> _SET TASK_
Start at the line containing "Objective — a point for each instance of the robin" and transcribe every line exactly through the end of the records below, and only those lines.

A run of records
↓

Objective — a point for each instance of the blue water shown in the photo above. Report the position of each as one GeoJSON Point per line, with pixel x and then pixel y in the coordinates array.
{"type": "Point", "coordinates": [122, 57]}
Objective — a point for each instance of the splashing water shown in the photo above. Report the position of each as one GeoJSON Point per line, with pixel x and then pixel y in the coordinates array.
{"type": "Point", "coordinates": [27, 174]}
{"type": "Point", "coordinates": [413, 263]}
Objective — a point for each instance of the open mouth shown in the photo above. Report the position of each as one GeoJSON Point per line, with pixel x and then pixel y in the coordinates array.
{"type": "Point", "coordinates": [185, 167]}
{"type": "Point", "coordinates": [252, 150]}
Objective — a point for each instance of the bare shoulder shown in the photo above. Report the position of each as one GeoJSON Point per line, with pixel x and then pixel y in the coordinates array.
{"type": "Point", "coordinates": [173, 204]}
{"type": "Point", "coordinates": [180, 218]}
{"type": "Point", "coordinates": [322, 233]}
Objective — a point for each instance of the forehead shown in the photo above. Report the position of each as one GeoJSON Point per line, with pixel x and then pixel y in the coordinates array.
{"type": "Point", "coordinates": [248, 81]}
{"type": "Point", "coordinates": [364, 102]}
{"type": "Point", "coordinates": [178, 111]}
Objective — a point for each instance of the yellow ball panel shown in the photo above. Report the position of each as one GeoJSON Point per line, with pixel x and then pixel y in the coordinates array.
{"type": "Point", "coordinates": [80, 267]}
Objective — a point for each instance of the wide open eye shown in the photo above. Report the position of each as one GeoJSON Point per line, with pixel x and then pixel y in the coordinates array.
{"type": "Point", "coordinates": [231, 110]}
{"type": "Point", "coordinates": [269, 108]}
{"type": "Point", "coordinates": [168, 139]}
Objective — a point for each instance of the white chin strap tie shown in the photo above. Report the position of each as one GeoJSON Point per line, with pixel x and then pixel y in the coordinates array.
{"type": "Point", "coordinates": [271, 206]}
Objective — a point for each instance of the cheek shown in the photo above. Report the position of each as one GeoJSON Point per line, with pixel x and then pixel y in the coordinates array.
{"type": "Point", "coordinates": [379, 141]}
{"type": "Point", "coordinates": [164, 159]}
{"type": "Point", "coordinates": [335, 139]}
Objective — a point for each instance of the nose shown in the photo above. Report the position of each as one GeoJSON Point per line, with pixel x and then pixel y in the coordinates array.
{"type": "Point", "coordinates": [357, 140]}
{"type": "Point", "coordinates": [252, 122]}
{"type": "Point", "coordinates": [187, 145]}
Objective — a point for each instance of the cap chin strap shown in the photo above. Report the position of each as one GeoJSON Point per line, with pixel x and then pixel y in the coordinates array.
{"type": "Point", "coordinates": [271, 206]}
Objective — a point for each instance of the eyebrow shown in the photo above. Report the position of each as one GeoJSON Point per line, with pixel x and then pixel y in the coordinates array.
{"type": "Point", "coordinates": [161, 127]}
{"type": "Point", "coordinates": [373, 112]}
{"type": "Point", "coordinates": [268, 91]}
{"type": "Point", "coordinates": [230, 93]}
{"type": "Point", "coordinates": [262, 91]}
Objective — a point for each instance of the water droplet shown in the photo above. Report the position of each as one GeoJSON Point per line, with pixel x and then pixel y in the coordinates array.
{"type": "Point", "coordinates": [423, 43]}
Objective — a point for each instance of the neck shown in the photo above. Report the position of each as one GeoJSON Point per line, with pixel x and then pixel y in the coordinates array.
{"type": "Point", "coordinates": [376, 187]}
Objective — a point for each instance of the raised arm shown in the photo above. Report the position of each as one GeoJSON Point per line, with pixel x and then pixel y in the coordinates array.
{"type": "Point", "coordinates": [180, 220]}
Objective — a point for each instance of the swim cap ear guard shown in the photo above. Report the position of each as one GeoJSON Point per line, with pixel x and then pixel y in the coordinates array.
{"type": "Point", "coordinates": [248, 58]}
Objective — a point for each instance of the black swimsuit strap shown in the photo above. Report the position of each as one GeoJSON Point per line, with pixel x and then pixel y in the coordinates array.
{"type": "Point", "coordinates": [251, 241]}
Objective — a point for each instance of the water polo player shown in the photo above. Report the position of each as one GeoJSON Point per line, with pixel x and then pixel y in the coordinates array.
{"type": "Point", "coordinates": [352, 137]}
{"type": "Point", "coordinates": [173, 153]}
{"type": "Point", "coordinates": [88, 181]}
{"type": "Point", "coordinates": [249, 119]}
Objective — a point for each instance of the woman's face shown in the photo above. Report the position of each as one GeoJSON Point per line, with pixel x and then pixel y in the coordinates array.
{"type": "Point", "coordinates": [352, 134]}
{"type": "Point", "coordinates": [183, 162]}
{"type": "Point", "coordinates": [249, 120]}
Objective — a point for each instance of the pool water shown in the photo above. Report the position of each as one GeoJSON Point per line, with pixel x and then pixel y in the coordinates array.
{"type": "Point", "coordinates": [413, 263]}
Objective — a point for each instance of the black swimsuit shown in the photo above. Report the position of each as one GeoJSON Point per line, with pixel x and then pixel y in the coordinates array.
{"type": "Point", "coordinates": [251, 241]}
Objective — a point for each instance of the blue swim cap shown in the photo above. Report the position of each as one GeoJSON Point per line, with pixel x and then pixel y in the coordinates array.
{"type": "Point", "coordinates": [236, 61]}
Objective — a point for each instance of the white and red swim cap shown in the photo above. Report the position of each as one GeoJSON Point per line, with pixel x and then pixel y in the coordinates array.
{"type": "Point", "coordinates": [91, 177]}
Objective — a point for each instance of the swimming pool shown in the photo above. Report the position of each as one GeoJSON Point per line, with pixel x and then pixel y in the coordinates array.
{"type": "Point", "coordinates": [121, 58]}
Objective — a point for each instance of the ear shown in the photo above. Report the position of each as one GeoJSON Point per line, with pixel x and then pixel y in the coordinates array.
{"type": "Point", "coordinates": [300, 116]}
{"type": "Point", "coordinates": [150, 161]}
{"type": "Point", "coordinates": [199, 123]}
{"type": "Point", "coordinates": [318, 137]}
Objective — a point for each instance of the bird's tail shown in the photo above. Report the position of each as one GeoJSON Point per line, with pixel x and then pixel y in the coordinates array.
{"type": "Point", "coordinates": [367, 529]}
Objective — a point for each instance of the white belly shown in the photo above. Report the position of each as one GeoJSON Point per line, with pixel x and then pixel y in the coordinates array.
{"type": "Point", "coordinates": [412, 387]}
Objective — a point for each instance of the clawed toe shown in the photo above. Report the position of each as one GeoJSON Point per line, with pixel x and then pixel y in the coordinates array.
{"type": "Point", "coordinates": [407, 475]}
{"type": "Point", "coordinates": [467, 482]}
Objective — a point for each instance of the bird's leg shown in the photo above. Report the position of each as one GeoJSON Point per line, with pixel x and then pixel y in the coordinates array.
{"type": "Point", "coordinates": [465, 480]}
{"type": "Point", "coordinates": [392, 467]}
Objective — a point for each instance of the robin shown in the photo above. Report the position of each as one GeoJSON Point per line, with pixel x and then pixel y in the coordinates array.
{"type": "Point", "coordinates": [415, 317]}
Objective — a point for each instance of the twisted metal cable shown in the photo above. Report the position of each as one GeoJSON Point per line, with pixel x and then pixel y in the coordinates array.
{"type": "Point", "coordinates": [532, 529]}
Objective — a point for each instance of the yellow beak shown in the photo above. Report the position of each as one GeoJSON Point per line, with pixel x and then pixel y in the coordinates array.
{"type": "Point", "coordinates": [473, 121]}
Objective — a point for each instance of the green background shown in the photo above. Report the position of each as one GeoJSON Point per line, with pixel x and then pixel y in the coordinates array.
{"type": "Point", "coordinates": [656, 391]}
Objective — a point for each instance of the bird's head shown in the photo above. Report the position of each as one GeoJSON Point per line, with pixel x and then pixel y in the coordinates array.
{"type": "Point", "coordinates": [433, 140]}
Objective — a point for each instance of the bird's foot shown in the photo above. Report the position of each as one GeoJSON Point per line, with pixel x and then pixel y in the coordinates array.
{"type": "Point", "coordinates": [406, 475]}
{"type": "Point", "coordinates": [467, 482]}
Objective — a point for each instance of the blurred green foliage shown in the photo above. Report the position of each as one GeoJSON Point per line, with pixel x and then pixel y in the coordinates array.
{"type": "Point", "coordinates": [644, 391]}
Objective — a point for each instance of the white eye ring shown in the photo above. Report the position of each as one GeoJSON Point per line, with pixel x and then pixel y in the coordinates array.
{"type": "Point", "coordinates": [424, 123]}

↑

> _RESULT OF THE EXERCISE_
Objective — a point for each instance of the robin shown in the photo above. Report the position of each as one GeoJSON Point per line, with pixel x and then pixel y in the coordinates array.
{"type": "Point", "coordinates": [415, 317]}
Objective — a point for each instance of the twisted metal cable shown in the photo above. Report the position of each as one GeoJSON Point per line, with pixel x and then pixel y in the coordinates array.
{"type": "Point", "coordinates": [532, 529]}
Objective — a point for each instance of the yellow beak shown in the photo above. Report the position of each as one GeoJSON Point per line, with pixel x and then pixel y in the coordinates array.
{"type": "Point", "coordinates": [473, 121]}
Objective — a point for each instance of the green background shown in the photo above. Report the position of each as one GeoJSON Point per line, with pixel x and then pixel y in the coordinates array.
{"type": "Point", "coordinates": [656, 391]}
Objective — a point for each instance of the bird's head shown in the photo above. Report the position of each as one GeoJSON Point per line, with pixel x and then pixel y in the coordinates array.
{"type": "Point", "coordinates": [433, 140]}
Objective — a point for each instance of the bird's foot shown in the photo above. Report the position of each as one GeoJSON Point per line, with pixel x and then pixel y in the coordinates array.
{"type": "Point", "coordinates": [406, 475]}
{"type": "Point", "coordinates": [467, 482]}
Objective — a point for each instance of the blurred green foliage shown in the photo above. Report the position of each as one GeoJSON Point per line, with pixel x and then pixel y in the coordinates array.
{"type": "Point", "coordinates": [644, 391]}
Objective — a point for each instance of the white eye ring shown in the photo above. Report the position of each as one GeoJSON Point per line, with pixel x and then pixel y in the coordinates array.
{"type": "Point", "coordinates": [424, 123]}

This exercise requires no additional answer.